Directions for this task:
Please retype the records below exactly as they stand.

Point-per-instance localization data:
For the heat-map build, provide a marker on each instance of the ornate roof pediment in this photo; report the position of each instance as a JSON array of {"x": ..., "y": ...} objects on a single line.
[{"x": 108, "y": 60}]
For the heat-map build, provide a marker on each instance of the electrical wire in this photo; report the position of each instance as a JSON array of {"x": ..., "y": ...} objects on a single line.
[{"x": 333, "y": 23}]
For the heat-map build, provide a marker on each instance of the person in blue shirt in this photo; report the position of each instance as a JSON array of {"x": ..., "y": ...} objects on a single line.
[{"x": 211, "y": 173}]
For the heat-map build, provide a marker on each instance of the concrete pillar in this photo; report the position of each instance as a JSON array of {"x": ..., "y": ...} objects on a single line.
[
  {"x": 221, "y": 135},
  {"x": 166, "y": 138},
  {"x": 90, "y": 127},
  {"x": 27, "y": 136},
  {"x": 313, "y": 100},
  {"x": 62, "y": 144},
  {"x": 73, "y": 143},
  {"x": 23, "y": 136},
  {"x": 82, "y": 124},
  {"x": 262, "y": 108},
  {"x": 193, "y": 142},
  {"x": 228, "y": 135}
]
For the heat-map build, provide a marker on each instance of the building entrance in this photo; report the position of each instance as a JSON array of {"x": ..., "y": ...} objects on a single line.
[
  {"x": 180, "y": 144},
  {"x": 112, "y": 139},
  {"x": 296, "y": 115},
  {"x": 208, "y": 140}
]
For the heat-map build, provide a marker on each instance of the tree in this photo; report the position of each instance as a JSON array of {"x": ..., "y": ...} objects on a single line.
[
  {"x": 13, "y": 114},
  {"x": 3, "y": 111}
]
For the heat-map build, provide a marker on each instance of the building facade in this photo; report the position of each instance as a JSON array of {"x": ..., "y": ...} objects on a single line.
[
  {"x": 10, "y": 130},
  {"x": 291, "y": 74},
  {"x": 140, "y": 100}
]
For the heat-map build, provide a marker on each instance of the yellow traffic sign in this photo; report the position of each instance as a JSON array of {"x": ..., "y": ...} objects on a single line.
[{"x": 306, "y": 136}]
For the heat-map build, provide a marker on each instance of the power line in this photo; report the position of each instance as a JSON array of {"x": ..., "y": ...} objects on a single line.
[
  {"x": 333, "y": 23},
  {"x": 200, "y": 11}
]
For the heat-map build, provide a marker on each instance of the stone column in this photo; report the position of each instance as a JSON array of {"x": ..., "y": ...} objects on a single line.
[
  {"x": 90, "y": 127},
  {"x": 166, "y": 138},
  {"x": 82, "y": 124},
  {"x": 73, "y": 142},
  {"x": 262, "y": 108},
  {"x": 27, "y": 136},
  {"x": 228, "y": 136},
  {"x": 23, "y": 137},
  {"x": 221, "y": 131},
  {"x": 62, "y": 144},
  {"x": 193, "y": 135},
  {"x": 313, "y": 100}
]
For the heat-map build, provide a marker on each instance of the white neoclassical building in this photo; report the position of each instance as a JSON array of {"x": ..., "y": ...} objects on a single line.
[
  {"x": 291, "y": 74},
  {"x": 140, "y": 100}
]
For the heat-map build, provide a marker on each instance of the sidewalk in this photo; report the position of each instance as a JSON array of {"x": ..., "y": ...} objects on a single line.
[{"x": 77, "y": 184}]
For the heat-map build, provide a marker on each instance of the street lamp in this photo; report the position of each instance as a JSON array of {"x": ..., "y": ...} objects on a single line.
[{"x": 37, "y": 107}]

Solution:
For the heat-map build, provide a marker on each instance of the ornate roof pediment in this photo; report the position of each instance as a JSON array of {"x": ..., "y": ...} objects on a single line.
[{"x": 108, "y": 60}]
For the heat-map build, provide a marker on each instance of the electrical wire in this photo; report the position of each instance as a JSON array of {"x": ..., "y": ...} objects on a single line.
[{"x": 333, "y": 23}]
For the heat-map build, provide a marker on each instance of the person in blue shirt in this photo; report the position of each instance as a JSON array of {"x": ..., "y": ...} objects on a single line.
[{"x": 211, "y": 173}]
For the heat-map build, provide a marker on each instance of the concrete pillar in this photo; report the position of each instance as a JSON array of {"x": ..., "y": ...} objects on a single line.
[
  {"x": 221, "y": 135},
  {"x": 166, "y": 138},
  {"x": 90, "y": 127},
  {"x": 27, "y": 136},
  {"x": 313, "y": 100},
  {"x": 62, "y": 144},
  {"x": 73, "y": 143},
  {"x": 23, "y": 136},
  {"x": 82, "y": 124},
  {"x": 262, "y": 108},
  {"x": 193, "y": 142},
  {"x": 228, "y": 135}
]
For the heat-map build, provide a marker on each instance of the building entrance in this photo; report the position of each instance as a JSON array of {"x": ..., "y": ...} objects on a single line.
[
  {"x": 180, "y": 144},
  {"x": 112, "y": 139},
  {"x": 296, "y": 115},
  {"x": 208, "y": 140}
]
For the heat-map build, provide a marker on each instance of the tree in this photo; report the position of each instance as a JSON array of {"x": ..., "y": ...} objects on a single line.
[
  {"x": 13, "y": 114},
  {"x": 3, "y": 111}
]
For the heat-map build, provide a marker on each instance of the building facade in this photo; report the position of each instance as a JSON array of {"x": ..., "y": ...} objects on a single line.
[
  {"x": 10, "y": 130},
  {"x": 291, "y": 74},
  {"x": 140, "y": 100}
]
For the heat-map build, provide a marker on each instance of the yellow traffic sign in this photo; report the position of each instance as a JSON array of {"x": ..., "y": ...} objects on a single line.
[{"x": 306, "y": 136}]
For the heat-map build, provide a marker on each instance of the power line in this photo; report the position of each instance as a JSON array of {"x": ..., "y": ...} objects on a single line.
[
  {"x": 333, "y": 23},
  {"x": 200, "y": 11}
]
For the heat-map build, provide a marker on each instance of the stone column in this photo; report the position of each instance as a JSON array of {"x": ..., "y": ...} objects on a single line.
[
  {"x": 90, "y": 127},
  {"x": 166, "y": 138},
  {"x": 82, "y": 124},
  {"x": 73, "y": 142},
  {"x": 262, "y": 108},
  {"x": 27, "y": 136},
  {"x": 228, "y": 136},
  {"x": 23, "y": 137},
  {"x": 221, "y": 131},
  {"x": 62, "y": 144},
  {"x": 193, "y": 135},
  {"x": 313, "y": 100}
]
For the heat-map build, provide a marker on each instance of the white neoclassical building in this photo; report the position of each instance as a JSON array of {"x": ..., "y": ...} objects on a single line.
[
  {"x": 291, "y": 74},
  {"x": 140, "y": 100}
]
For the heat-map build, provide a marker on each instance of the sidewalk in this photo; report the position of each instance as a JSON array of {"x": ..., "y": ...} objects on a single line.
[{"x": 77, "y": 184}]
For the heat-map build, provide a marker on each instance of the street lamp in this photo; report the position of each instance as a JSON array of {"x": ..., "y": ...} objects on a single line.
[{"x": 37, "y": 107}]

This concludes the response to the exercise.